EXERCISE OBJECTIVE: Please copy out, character for character, the rows starting at the line that contains "Give the segmentation of every instance of the sun" and ending at the last line of the rows, including both ends.

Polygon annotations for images

════

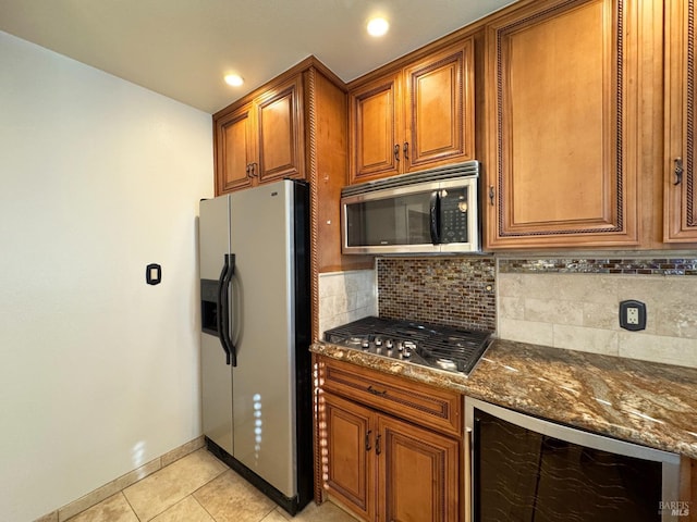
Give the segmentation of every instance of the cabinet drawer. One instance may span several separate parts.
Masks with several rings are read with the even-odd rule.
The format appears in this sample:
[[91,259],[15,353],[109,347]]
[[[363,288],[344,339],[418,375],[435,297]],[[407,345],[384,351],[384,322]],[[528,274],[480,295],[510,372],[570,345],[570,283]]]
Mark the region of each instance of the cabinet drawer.
[[320,375],[327,391],[441,433],[463,433],[461,394],[323,357]]

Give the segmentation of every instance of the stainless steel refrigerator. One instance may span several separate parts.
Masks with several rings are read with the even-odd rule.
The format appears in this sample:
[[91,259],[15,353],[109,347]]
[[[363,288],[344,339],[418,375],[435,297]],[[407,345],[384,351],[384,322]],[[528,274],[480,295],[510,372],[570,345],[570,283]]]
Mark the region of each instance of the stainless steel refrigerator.
[[208,449],[295,514],[313,497],[308,187],[200,201]]

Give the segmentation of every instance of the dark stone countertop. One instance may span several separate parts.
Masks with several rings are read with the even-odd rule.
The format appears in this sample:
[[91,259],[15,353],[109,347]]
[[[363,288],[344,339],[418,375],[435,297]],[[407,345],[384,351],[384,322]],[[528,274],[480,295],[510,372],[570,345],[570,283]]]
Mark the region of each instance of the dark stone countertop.
[[697,459],[697,369],[494,339],[464,376],[329,343],[311,351]]

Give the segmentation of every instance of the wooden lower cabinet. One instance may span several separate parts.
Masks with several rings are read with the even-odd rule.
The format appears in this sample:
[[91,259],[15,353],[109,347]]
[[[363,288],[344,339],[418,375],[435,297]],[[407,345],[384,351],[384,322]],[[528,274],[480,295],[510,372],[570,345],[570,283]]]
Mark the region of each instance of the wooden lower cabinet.
[[331,391],[319,397],[322,483],[333,500],[365,521],[463,520],[462,437]]
[[364,520],[375,520],[372,411],[323,396],[327,474],[325,487]]
[[377,423],[378,520],[460,520],[460,443],[384,415]]

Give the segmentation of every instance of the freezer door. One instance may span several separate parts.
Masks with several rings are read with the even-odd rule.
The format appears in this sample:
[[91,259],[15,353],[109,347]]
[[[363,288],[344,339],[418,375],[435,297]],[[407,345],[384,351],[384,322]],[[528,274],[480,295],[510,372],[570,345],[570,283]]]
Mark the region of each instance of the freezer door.
[[[229,197],[200,202],[199,266],[203,279],[218,281],[230,251]],[[229,453],[233,450],[232,366],[215,335],[200,334],[201,418],[204,435]]]
[[231,196],[235,459],[288,497],[295,484],[292,183]]

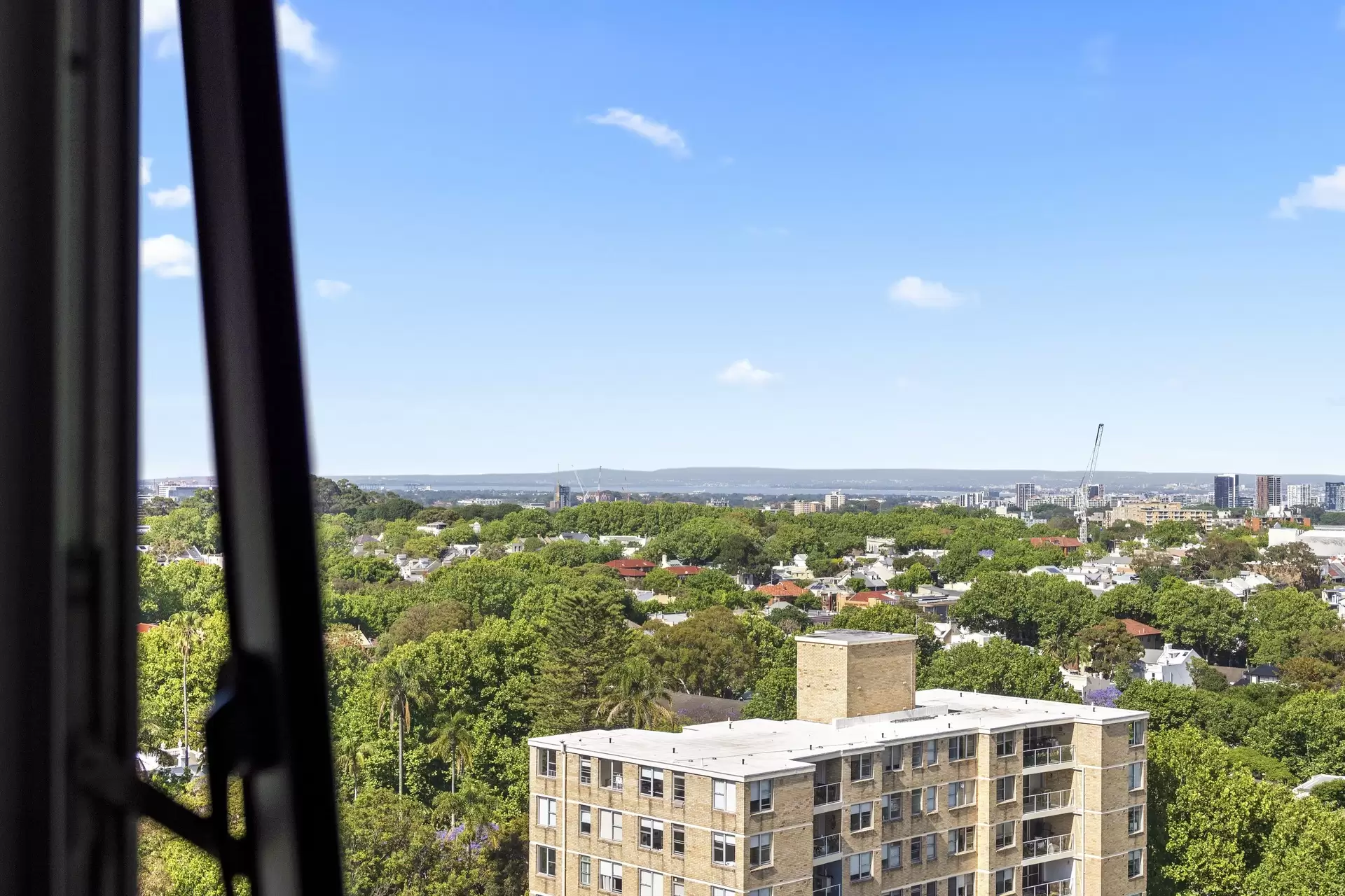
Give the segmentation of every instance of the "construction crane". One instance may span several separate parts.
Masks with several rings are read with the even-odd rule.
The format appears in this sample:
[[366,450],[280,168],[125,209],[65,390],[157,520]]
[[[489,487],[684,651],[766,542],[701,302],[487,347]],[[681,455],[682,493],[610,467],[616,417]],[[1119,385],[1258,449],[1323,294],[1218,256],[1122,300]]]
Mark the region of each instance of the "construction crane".
[[1079,481],[1079,543],[1088,544],[1088,485],[1092,482],[1093,472],[1098,469],[1098,449],[1102,447],[1102,423],[1098,424],[1098,435],[1093,438],[1093,453],[1088,458],[1088,469],[1084,478]]

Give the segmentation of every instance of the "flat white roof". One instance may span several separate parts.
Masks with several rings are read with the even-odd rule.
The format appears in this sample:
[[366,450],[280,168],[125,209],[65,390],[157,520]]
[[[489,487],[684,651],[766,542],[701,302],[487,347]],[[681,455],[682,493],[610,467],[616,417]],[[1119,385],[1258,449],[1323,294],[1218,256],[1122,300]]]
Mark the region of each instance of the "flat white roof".
[[796,634],[795,641],[808,643],[885,643],[888,641],[915,641],[913,634],[896,634],[892,631],[862,631],[859,629],[822,629],[812,634]]
[[677,733],[640,728],[580,731],[531,737],[529,744],[600,759],[749,780],[803,772],[822,759],[872,752],[912,740],[974,732],[994,733],[1071,721],[1104,725],[1147,717],[1147,712],[1134,709],[931,689],[916,692],[916,709],[837,719],[831,724],[741,719],[687,725]]

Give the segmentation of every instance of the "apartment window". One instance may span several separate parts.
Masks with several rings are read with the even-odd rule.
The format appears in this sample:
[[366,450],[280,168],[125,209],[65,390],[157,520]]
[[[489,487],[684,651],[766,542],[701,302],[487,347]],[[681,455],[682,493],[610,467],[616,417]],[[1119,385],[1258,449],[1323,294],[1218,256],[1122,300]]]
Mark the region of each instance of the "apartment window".
[[1128,723],[1128,725],[1130,725],[1130,746],[1131,747],[1143,747],[1145,746],[1145,720],[1139,719],[1138,721]]
[[732,780],[714,780],[713,806],[720,811],[734,811],[738,803],[738,786]]
[[663,798],[663,770],[640,766],[640,795]]
[[640,896],[663,896],[663,875],[642,868]]
[[850,830],[869,830],[870,827],[873,827],[873,803],[850,806]]
[[948,785],[948,809],[970,806],[976,802],[975,780],[954,780]]
[[760,868],[771,864],[771,841],[773,834],[755,834],[748,838],[748,865]]
[[882,751],[882,770],[884,771],[901,771],[901,754],[905,752],[904,744],[897,744],[894,747],[888,747]]
[[948,737],[948,762],[976,758],[976,735],[958,735]]
[[663,822],[654,818],[640,819],[640,846],[663,850]]
[[732,865],[738,860],[738,845],[733,834],[710,834],[710,861],[716,865]]
[[537,873],[545,877],[555,877],[555,848],[537,845]]
[[601,840],[620,842],[621,840],[621,813],[611,809],[597,810],[597,836]]
[[597,862],[597,888],[609,893],[621,892],[621,866],[600,858]]
[[773,793],[775,793],[775,785],[769,778],[767,778],[765,780],[753,780],[748,786],[748,795],[751,797],[748,809],[752,811],[753,815],[763,811],[771,811],[772,807],[771,798]]

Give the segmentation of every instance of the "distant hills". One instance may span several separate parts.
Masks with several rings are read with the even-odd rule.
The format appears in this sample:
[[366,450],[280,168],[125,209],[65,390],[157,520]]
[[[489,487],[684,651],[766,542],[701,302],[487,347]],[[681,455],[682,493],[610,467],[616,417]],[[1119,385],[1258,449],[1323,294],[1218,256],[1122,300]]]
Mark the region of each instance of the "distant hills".
[[[1255,482],[1256,474],[1244,474]],[[1340,474],[1282,474],[1284,484],[1341,480]],[[601,486],[631,492],[964,492],[986,488],[1013,488],[1014,482],[1034,482],[1038,488],[1077,486],[1083,470],[788,470],[760,466],[686,466],[662,470],[603,469]],[[340,478],[340,477],[338,477]],[[389,489],[500,489],[546,490],[555,485],[557,473],[482,473],[471,476],[347,476],[360,486]],[[599,488],[599,470],[562,470],[560,481],[572,489]],[[1099,470],[1095,482],[1111,492],[1212,490],[1215,473],[1163,473],[1145,470]],[[1245,480],[1244,480],[1245,481]]]

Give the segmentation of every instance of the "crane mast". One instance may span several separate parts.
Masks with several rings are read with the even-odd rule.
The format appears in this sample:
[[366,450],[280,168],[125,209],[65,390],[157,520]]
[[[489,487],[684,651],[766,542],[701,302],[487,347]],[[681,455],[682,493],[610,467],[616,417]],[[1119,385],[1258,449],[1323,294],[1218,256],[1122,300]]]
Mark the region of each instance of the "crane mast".
[[1102,423],[1098,424],[1098,435],[1093,437],[1093,453],[1088,458],[1088,469],[1084,478],[1079,481],[1079,543],[1088,544],[1088,485],[1093,472],[1098,469],[1098,450],[1102,447]]

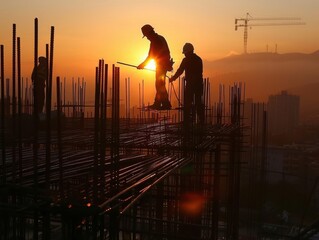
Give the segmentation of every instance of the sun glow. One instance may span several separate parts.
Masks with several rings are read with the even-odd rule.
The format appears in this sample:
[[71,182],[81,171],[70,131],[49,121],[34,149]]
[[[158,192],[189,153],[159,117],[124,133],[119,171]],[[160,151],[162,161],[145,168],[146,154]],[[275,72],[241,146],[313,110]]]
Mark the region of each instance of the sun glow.
[[147,65],[145,66],[145,69],[149,69],[149,70],[156,70],[156,63],[153,59],[151,59]]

════

IN RESPONSE:
Give the segmentation of every instance of the sun glow. One instance may span several separate parts.
Masks with several rings are read with the even-odd rule.
The format appears in this sample:
[[71,182],[81,171],[70,131],[49,121],[34,149]]
[[[158,192],[189,153],[159,117],[124,133],[119,171]],[[160,151],[162,161],[145,168],[146,154]],[[275,72],[241,146],[313,110]]]
Mark the region of each instance of the sun glow.
[[147,65],[145,66],[145,69],[149,69],[149,70],[156,70],[156,63],[153,59],[151,59]]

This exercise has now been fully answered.